Text passage:
::::::::

The Dumbest Generation?

In the four minutes it probably takes to read this review, you will have logged exactly half the time the average 15- to 24-year-old now spends reading each day. That is, if you even bother to finish. If you are perusing this on the Internet, the big block of text below probably seems daunting, maybe even boring. Who has the time? Besides, one of your Facebook friends might have just posted a status update!

Such is the kind of recklessly distracted impatience that makes Mark Bauerlein fear for his country. "As of 2008," the 49-year-old professor of English at Emory University writes in "The Dumbest Generation," "the intellectual future of the United States looks dim."

Lee Drutman on The Dumbest Generation by Mark Bauerlein

Comments

Anonymous said…
Idiocracy is thus a must see
I agree. That movie was right on in so many ways. By no means a great work of art, but possibly a prophetic one. Although I hope not.

(Though, in another sense of the word "prophetic," it definitely is. In other words, the film may not predict our world's future, but it sure pinpoints via hyperbole the state of our world today.)
Anonymous said…
Sounds similar in tone to Barber's "Consumed" or Jacobs' "Age of American Unreason". Both of these are really musings on Lasch's "Culture of Narcisissm" and Blooms' text.

::::::::

Questions on the material:
A. According to the post on The Dumbest Generation, at which university does Mark Bauerlein teach English?
B. Go on with the post on The Dumbest Generation, starting after its last sentence.
The records have no connection to the post on The Dumbest Generation.

Dataset:

::::::::

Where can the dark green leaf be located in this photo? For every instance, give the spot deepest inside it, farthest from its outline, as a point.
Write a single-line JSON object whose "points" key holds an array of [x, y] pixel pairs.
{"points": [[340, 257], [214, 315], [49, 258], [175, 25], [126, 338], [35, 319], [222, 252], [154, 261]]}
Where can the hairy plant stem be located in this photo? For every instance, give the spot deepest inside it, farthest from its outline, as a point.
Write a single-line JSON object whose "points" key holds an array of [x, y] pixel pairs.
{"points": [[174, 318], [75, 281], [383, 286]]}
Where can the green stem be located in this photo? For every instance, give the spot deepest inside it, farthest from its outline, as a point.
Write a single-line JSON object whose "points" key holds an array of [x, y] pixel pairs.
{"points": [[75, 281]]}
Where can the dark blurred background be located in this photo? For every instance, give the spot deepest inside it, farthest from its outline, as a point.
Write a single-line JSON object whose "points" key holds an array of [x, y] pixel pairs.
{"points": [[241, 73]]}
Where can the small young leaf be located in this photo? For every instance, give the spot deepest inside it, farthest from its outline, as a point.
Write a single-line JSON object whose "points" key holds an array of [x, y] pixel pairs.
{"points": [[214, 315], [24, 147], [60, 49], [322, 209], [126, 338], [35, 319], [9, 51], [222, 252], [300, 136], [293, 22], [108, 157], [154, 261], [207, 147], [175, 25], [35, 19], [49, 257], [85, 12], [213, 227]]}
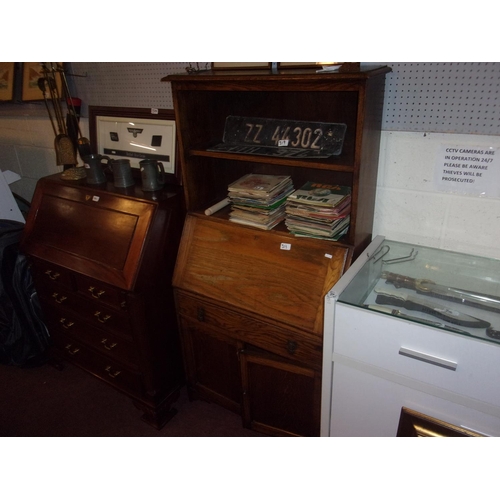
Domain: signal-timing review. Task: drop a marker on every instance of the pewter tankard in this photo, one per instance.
(95, 168)
(152, 175)
(122, 173)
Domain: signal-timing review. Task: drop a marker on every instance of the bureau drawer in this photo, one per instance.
(88, 314)
(101, 292)
(50, 274)
(114, 347)
(109, 370)
(86, 318)
(453, 362)
(56, 295)
(290, 344)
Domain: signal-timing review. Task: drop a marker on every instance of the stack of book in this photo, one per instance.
(319, 211)
(259, 200)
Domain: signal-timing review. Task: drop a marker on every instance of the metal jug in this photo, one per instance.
(152, 175)
(95, 168)
(122, 173)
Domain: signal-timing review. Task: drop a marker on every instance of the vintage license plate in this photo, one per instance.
(275, 137)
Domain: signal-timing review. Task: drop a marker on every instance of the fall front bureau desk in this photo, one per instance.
(102, 262)
(407, 346)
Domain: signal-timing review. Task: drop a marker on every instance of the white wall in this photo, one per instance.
(410, 208)
(27, 148)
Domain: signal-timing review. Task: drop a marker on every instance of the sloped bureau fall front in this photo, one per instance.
(102, 262)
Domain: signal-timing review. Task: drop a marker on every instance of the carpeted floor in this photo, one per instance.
(46, 402)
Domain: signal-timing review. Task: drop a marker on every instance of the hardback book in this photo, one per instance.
(316, 193)
(258, 186)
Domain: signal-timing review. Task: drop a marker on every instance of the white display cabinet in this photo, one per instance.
(411, 345)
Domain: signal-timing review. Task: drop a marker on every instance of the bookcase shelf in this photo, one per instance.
(250, 312)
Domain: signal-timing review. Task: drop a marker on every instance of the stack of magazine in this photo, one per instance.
(319, 211)
(259, 200)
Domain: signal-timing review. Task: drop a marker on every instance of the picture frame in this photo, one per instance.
(239, 65)
(136, 134)
(31, 72)
(7, 71)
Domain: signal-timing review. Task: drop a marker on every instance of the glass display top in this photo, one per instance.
(448, 290)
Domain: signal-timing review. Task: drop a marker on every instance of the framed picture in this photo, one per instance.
(31, 73)
(243, 65)
(135, 134)
(7, 81)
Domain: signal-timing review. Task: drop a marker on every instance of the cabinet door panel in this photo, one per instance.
(212, 366)
(280, 398)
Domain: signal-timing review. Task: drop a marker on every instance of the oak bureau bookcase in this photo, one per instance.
(102, 260)
(249, 301)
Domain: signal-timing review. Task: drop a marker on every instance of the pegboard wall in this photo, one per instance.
(457, 97)
(443, 97)
(134, 85)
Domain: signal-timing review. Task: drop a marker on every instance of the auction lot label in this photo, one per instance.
(468, 169)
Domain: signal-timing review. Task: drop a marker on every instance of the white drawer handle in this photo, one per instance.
(427, 358)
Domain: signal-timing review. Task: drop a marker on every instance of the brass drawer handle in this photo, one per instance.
(65, 323)
(58, 299)
(72, 350)
(96, 295)
(103, 319)
(113, 374)
(200, 312)
(291, 346)
(51, 274)
(106, 345)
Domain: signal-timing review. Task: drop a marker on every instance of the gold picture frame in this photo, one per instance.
(129, 133)
(30, 74)
(7, 81)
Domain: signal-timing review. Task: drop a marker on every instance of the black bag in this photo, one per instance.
(24, 338)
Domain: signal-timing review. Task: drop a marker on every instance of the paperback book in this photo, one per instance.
(319, 211)
(259, 200)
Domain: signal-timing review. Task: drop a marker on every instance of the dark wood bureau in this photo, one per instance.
(102, 260)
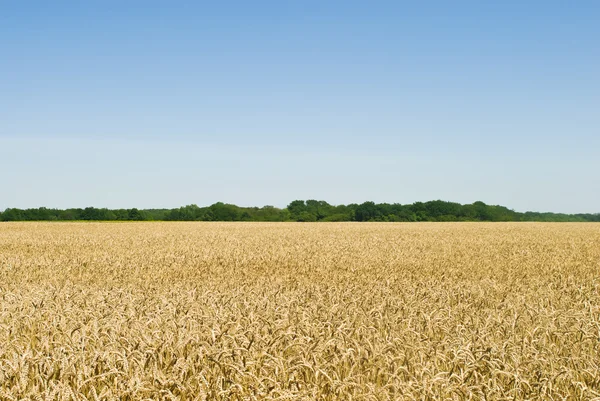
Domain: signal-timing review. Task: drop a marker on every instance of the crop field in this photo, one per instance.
(293, 311)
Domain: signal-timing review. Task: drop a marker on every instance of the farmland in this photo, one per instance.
(299, 311)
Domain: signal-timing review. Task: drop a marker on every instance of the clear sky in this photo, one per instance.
(167, 103)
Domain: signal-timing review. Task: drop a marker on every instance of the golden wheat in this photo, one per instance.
(260, 311)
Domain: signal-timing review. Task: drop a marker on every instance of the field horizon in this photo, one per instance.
(273, 311)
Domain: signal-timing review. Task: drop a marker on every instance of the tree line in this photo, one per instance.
(301, 211)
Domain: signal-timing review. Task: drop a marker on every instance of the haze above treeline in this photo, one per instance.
(301, 211)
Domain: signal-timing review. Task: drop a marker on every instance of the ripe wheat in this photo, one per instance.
(261, 311)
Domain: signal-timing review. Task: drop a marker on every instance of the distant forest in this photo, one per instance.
(299, 210)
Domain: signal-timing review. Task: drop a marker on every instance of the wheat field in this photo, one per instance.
(292, 311)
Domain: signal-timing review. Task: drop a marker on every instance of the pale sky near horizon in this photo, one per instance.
(161, 104)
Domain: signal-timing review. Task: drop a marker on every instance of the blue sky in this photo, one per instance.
(162, 104)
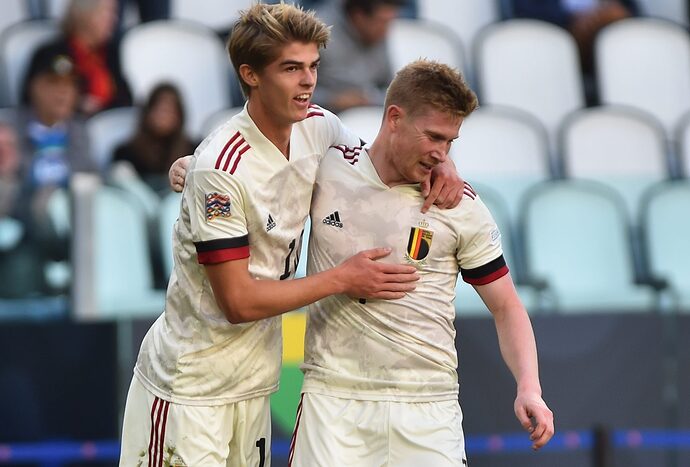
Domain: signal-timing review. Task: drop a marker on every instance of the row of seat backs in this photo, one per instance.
(572, 249)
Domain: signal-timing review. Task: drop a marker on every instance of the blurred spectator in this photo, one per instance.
(88, 31)
(583, 18)
(149, 10)
(355, 67)
(53, 143)
(160, 138)
(9, 169)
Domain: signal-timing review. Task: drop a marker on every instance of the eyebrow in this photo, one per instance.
(298, 63)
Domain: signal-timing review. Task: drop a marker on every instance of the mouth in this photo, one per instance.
(303, 98)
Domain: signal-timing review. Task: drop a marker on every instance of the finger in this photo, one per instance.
(523, 418)
(401, 278)
(397, 287)
(386, 295)
(386, 268)
(425, 186)
(376, 253)
(434, 193)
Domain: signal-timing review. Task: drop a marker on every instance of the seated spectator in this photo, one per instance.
(88, 30)
(355, 67)
(9, 169)
(53, 142)
(160, 137)
(583, 18)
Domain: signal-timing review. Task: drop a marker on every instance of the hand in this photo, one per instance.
(444, 188)
(535, 417)
(178, 172)
(364, 277)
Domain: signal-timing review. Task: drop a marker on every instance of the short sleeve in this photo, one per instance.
(217, 216)
(480, 254)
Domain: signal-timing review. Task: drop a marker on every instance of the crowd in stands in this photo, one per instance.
(78, 75)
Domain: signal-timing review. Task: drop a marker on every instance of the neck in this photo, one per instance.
(277, 133)
(381, 157)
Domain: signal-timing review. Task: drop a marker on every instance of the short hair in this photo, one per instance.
(263, 29)
(369, 6)
(425, 85)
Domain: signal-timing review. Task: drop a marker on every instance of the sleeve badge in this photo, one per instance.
(217, 205)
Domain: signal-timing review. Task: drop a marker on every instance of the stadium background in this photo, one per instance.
(617, 381)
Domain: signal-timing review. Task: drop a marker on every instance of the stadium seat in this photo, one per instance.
(215, 14)
(465, 18)
(655, 78)
(467, 301)
(17, 45)
(218, 118)
(108, 129)
(665, 217)
(533, 66)
(169, 212)
(114, 276)
(412, 39)
(364, 121)
(13, 11)
(623, 148)
(576, 239)
(189, 55)
(509, 164)
(673, 10)
(683, 146)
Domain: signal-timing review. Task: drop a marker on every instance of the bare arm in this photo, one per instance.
(243, 298)
(519, 351)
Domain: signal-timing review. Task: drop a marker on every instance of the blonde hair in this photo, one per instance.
(428, 85)
(263, 29)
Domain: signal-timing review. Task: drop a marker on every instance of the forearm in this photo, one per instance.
(518, 347)
(248, 299)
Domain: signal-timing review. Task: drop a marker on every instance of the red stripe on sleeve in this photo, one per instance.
(220, 256)
(489, 278)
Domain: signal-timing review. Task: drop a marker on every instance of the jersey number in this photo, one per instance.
(261, 444)
(291, 264)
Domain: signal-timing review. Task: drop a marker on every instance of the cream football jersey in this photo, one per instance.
(402, 350)
(242, 199)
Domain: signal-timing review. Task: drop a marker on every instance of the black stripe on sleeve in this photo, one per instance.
(485, 270)
(222, 244)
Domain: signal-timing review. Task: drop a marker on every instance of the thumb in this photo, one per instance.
(426, 187)
(524, 419)
(376, 253)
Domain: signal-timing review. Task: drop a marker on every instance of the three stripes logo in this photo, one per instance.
(231, 155)
(333, 219)
(270, 223)
(419, 243)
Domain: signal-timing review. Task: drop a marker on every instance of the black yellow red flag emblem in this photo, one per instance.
(419, 243)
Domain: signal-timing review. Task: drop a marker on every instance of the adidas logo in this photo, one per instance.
(270, 224)
(333, 219)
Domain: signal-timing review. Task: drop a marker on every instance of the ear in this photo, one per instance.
(394, 116)
(249, 76)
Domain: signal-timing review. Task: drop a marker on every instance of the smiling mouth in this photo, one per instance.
(303, 98)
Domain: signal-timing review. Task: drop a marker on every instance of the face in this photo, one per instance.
(283, 89)
(54, 98)
(373, 28)
(163, 118)
(422, 142)
(99, 22)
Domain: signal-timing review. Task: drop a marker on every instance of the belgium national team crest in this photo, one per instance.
(419, 243)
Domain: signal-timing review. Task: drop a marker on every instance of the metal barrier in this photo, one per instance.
(56, 454)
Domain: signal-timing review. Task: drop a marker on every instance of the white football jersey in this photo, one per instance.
(242, 198)
(402, 350)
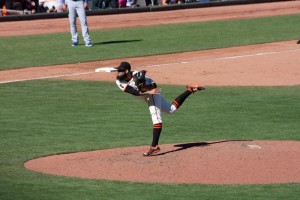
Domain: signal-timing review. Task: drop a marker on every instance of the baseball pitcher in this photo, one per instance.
(138, 84)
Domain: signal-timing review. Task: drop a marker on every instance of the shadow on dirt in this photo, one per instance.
(185, 146)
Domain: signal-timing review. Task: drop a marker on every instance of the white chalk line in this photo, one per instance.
(48, 77)
(158, 65)
(224, 58)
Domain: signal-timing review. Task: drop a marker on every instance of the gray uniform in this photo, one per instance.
(75, 8)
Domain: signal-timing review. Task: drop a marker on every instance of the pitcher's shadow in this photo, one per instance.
(185, 146)
(115, 42)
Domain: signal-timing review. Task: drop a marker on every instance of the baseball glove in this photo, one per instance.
(140, 79)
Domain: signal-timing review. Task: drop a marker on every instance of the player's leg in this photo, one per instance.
(83, 21)
(72, 20)
(154, 103)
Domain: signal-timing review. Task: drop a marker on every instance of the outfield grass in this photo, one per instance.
(52, 49)
(39, 118)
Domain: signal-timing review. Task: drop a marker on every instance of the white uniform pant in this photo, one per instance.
(77, 8)
(157, 104)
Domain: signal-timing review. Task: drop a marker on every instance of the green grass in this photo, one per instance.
(39, 118)
(52, 49)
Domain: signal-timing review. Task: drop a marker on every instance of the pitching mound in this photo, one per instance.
(215, 162)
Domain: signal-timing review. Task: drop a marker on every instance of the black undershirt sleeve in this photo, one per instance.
(132, 91)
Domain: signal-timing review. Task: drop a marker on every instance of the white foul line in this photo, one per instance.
(225, 58)
(48, 77)
(158, 65)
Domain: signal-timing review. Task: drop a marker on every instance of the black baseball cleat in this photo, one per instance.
(195, 88)
(152, 151)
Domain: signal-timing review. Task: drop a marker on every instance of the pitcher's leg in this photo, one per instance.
(83, 22)
(154, 103)
(72, 21)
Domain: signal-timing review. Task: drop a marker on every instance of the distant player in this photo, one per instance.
(138, 84)
(77, 7)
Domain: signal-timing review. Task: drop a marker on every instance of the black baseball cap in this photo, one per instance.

::::::::

Results of the tasks:
A. Emory University.

B.
Much of this sounds to me like pissed off baby boomers and nothing more. Like their Great Depression parents.

It gets salient when scholars like Julia Schor back it up with data. Dumbing down becomes a symptom of privatized corporate marketing. That's where Idiocracy seems dead on in it's dystopian assessment. And it's funny as hell!
Anonymous said…
Have you noticed a change in your own reading skills? When I first went online, my dreams changed from being panoramic to scrolling. Google reader has me zipping through blogs but I've lost my attention span for tv or movies. I think I'm more into seeing patterns and getting a feel for the context as opposed to analyzing specific words. I've started using a French New Testament to slow down the processing rate while retaining the interest level.